Downing jokes
I saw Stephen Hawking using an ATM. It is nice to see he had found someone before he shut down.
What does a blowjob from an 80-year-old and bungee jumps have in common?
You feel the rush, but don't look down.
The reason Stephen Hawkings died is probably because he fell off his wheelchair, and he must've pressed shut down by accident.
Why couldn't the kid with Down syndrome play football?
Because he got all the downs.
I invented a time-traveling machine and traveled back to Pangea. I warned the dinosaurs about the deadly asteroid. They told me, "It wasn't an asteroid... it was Pionel Pessi's penalty ball ricocheted from Mars that made them extinct." Tears ran down my face. Shame on you, Pessi!
When I was in high school, me and my friends would play with this girl who had Down syndrome.
We would get into a circle around her and say, "Nightmare, nightmare!"
I raped your mom. I flipped her upside down and called the position "wow."
If a person walks off a hundred-foot cliff and halfway down screams, "Why did I do that?" Then a second person walks off the same one-hundred-foot cliff and screams the same verse, "Why did I do that?" Then another person walks off the cliff and screams the same line, "Why did I do that," and the next person does the same thing. What do you call that?
(Stupid People)
There was a man in a tower, and the other man thought it was a girl, so he said, "Let down your long hair." He said, "OK, I will let my big, super long, hairy penis down for you to climb and suck." Then the other man said, "If you have such a long dick, suck it yourself. See ya, b*tch."
What do a blackjack dealer and my uncle have in common?
They both hit me face down on the table.
What's red, green, and slimy and slides down the chip shop window?
Abortion of chips.
What's the name for a short legged tramp?
A low-down bum.
I was riding my bike down the road!
When a car started coming, I started running.
It put me in a crash with my elbow through my ass! ;)

Actions to take:
(1) What does the joke list call a short-legged tramp?
(2) Echo the part of the joke list starting at "If a person" and ending at "A low-down bum.".
Draw only on the joke list.

Record excerpts:
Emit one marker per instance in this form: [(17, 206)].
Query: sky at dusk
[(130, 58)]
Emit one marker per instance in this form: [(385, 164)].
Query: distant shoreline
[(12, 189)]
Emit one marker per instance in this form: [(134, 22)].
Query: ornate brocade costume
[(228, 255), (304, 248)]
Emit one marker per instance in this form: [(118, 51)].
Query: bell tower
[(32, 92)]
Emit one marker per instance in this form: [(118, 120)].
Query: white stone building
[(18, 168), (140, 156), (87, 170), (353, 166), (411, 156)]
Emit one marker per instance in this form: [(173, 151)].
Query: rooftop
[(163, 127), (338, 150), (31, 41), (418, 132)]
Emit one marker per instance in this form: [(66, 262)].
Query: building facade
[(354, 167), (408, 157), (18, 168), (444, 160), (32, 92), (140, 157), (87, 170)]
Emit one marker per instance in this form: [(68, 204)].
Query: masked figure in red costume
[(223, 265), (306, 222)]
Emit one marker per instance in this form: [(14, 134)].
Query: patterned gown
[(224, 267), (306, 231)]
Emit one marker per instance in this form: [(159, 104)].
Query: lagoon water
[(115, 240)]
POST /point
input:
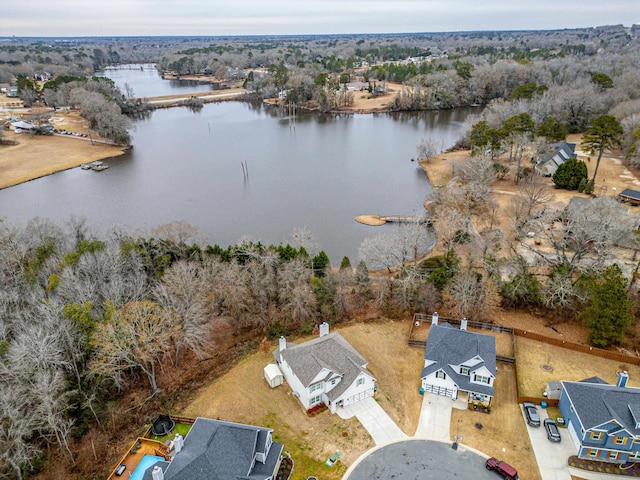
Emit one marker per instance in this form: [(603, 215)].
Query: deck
[(133, 456), (377, 220)]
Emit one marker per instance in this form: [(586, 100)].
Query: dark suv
[(531, 413), (501, 468)]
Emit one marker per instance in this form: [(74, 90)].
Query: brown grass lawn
[(242, 395), (566, 365)]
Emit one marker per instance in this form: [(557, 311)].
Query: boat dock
[(377, 220)]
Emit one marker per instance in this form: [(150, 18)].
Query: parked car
[(553, 432), (531, 413), (503, 469)]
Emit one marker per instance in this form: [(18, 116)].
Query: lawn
[(181, 428), (242, 395), (538, 363), (503, 433)]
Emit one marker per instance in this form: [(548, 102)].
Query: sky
[(55, 18)]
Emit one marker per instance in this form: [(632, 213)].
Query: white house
[(458, 360), (325, 370)]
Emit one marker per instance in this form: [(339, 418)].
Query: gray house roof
[(330, 351), (598, 403), (218, 450), (557, 154), (447, 346)]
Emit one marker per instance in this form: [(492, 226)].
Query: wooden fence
[(579, 347), (517, 332)]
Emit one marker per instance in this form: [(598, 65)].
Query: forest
[(86, 318)]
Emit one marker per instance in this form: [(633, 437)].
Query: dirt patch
[(539, 363), (34, 156)]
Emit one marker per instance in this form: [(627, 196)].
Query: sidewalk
[(375, 420)]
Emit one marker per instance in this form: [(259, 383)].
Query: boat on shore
[(97, 166)]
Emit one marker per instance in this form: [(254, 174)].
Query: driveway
[(435, 416), (375, 420), (552, 457)]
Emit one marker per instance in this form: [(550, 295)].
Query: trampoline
[(163, 425)]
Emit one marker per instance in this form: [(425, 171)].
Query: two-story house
[(458, 360), (215, 449), (325, 370), (603, 420)]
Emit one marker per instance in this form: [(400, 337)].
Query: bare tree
[(134, 337), (184, 293)]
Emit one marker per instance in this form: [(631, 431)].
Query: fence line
[(578, 347)]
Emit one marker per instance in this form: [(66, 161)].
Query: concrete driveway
[(435, 417), (375, 420), (552, 457)]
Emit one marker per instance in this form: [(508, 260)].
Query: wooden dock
[(377, 220)]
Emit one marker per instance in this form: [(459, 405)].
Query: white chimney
[(178, 442), (324, 329), (157, 473)]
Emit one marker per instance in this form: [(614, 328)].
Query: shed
[(629, 195), (273, 375)]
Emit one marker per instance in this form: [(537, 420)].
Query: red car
[(503, 469)]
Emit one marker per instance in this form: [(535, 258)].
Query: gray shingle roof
[(447, 345), (598, 403), (218, 450), (330, 351)]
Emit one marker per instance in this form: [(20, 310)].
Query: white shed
[(273, 375)]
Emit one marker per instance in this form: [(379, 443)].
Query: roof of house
[(448, 346), (559, 153), (597, 403), (219, 450), (330, 351)]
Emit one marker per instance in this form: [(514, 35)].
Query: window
[(620, 440), (315, 387)]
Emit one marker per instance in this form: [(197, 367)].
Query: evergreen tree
[(608, 313)]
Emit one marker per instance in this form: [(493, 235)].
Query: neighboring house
[(218, 450), (603, 420), (557, 154), (325, 370), (42, 76), (458, 360)]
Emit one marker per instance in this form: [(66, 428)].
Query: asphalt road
[(421, 460)]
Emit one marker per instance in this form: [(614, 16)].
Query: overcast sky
[(258, 17)]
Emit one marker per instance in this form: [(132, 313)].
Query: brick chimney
[(324, 329), (623, 378)]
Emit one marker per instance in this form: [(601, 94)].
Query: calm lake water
[(314, 171)]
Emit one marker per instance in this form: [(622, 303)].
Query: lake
[(314, 171)]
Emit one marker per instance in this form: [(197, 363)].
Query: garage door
[(447, 392), (358, 397)]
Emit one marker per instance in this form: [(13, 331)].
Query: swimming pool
[(145, 463)]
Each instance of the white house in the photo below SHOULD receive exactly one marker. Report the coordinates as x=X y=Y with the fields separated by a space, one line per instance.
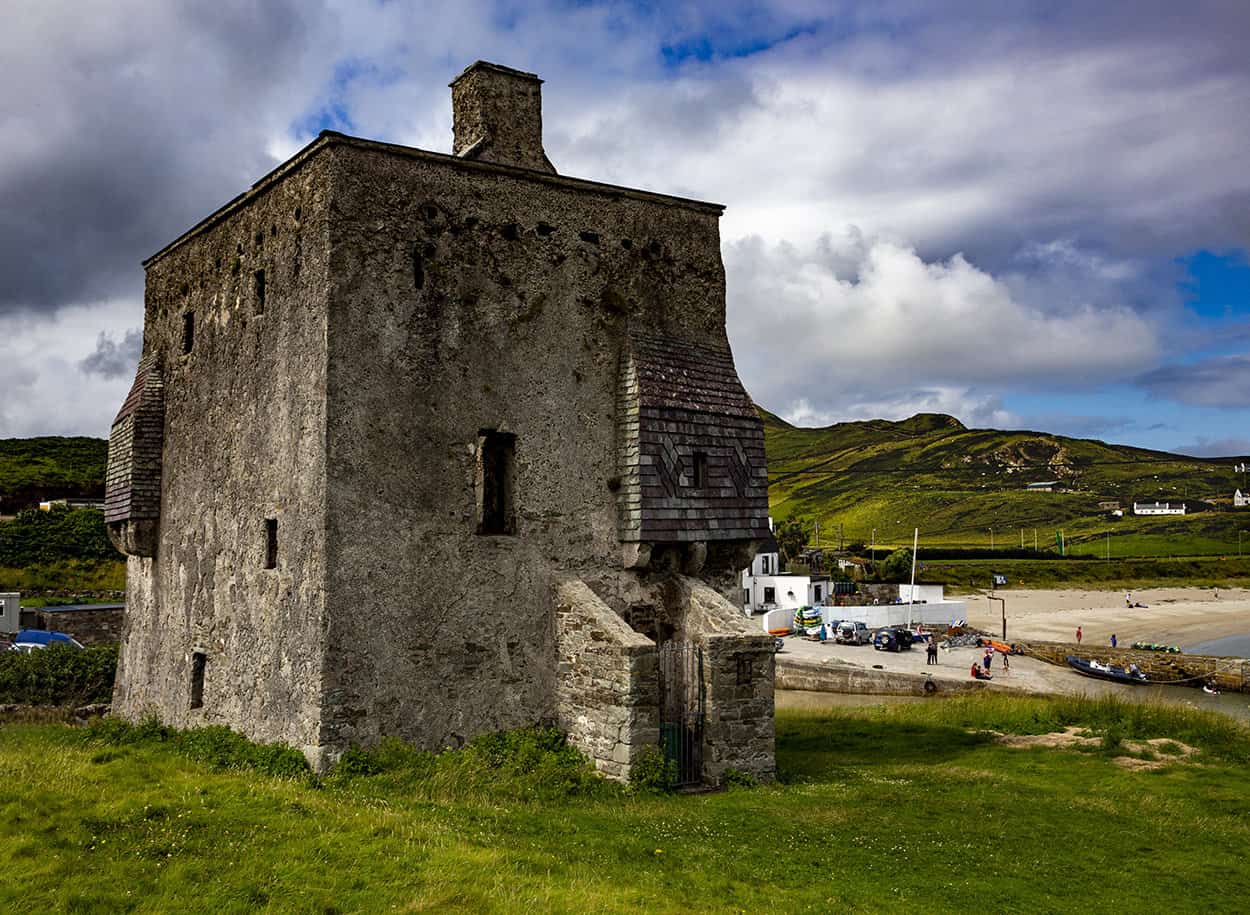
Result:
x=10 y=613
x=1159 y=508
x=765 y=586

Task-by-task outputs:
(1) A low-down bum.

(2)
If a person walks off a hundred-foot cliff and halfway down screams, "Why did I do that?" Then a second person walks off the same one-hundred-foot cliff and screams the same verse, "Why did I do that?" Then another person walks off the cliff and screams the same line, "Why did I do that," and the next person does the same thing. What do you call that?
(Stupid People)
There was a man in a tower, and the other man thought it was a girl, so he said, "Let down your long hair." He said, "OK, I will let my big, super long, hairy penis down for you to climb and suck." Then the other man said, "If you have such a long dick, suck it yourself. See ya, b*tch."
What do a blackjack dealer and my uncle have in common?
They both hit me face down on the table.
What's red, green, and slimy and slides down the chip shop window?
Abortion of chips.
What's the name for a short legged tramp?
A low-down bum.